Task list:
A) According to the break-up thread, how old was pigandpepper when the relationship began?
B) List every distinct username that appears as a post header in the break-up thread.

Source excerpt:
============
# Break-up



## pigandpepper (Sep 26, 2010)

I just broke up with my boyfriend after almost three and a half years.
I feel like someone just died.


----------



## ValleyGirl (Nov 10, 2017)

tofunk said:


> I just broke up with my boyfriend after almost three and a half years.
> I feel like someone just died.


----------



## Hope.n.Faith (Nov 15, 2010)

tofunk said:


> I just broke up with my boyfriend after almost three and a half years.
> I feel like someone just died.


I'm sorry to hear that.







I feel your pain, same thing with me happened a few weeks ago, my relationship of almost 3 years with him. DP on top of it doesn't help. I know what you mean about it feels like a death of a close family member..I have gone from feeling shocked, to sadness, to anger, more sadness and now I'm not sure, kind of numb or a mixture of all of them. I guess those are like the stages of grieving.
Did you initiate the break up, or did he or was it mutual? Was DP an issue/stressor in the relationship? If you would like to talk, message me. Hang in there!


----------



## pigandpepper (Sep 26, 2010)

Thank you so much for your kind words.
I broke up with him. It was sort of because of a culmination of a lot of things. I'm going back to school in February to the opposite side of the country. Long distance had never been a problem with us before, but for the first time in my life things are starting to fall into place. I'm figuring myself out and gaining insight on a lot of the issues that have kept me back before. We'd been together since I was 16, and I'm 20 now. I'm a completely different person, and I think it's time I get to know myself as an individual and not as someone's girlfriend. It's so hard to deal with though because I do still love him. Every couple of hours I start crying again and feel like I made a horrible mistake. I keep trying to shake it off and tell myself that it just takes time, but it's hard to believe that right now. My best gay friend is sleeping over, because last night I couldn't stay alone without sobbing. I had to sleep on the couch next to my dog. 
The worst part is, when I was breaking up with him it was really emotional, and all of a sudden my DP kicked into high gear and it was like I wasn't even there anymore.


----------



## natebookd (Jan 2, 2011)

It sucks right now but I'm sure it is for the best. Our society is just not set up to get married to your love at 16, if anything you would end up missing out on a ton.
Better for the both of you in the long run.


----------



## pigandpepper (Sep 26, 2010)

natebookd said:


> Our society is just not set up to get married to your love at 16


Actually, I don't believe in marriage =/


----------
============
Position identification records
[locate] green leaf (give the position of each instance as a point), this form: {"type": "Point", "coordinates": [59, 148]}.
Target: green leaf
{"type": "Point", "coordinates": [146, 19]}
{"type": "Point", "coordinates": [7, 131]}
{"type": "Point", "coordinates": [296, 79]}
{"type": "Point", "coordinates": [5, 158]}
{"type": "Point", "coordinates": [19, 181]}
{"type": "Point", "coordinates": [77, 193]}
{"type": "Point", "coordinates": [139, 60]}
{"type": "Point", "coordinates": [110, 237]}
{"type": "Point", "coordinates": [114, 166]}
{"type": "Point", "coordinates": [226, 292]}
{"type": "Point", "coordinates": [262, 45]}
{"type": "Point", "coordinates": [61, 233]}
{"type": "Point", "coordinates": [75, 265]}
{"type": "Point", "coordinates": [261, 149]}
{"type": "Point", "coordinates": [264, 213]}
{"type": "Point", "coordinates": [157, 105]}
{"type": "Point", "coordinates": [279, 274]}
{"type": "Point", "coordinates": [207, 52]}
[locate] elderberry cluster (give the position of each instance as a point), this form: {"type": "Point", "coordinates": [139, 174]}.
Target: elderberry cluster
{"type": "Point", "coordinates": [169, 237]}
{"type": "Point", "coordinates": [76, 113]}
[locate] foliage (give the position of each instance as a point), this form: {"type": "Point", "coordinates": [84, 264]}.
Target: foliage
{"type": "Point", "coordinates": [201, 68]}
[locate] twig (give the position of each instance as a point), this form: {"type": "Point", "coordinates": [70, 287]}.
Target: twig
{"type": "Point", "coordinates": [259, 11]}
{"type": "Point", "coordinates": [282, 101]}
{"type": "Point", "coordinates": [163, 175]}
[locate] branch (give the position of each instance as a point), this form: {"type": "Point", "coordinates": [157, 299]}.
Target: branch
============
Task answers:
A) 16

B) pigandpepper, ValleyGirl, Hope.n.Faith, natebookd